Task directions — Print the data exactly as it appears, keeping every word.
———
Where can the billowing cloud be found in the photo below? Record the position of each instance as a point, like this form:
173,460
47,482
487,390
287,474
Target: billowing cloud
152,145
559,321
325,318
———
Answer space —
Where can the billowing cloud be found in the photo below? Record the position of each instance as a point, like this form:
173,460
47,482
487,390
287,474
Target: billowing cloud
152,145
559,321
325,318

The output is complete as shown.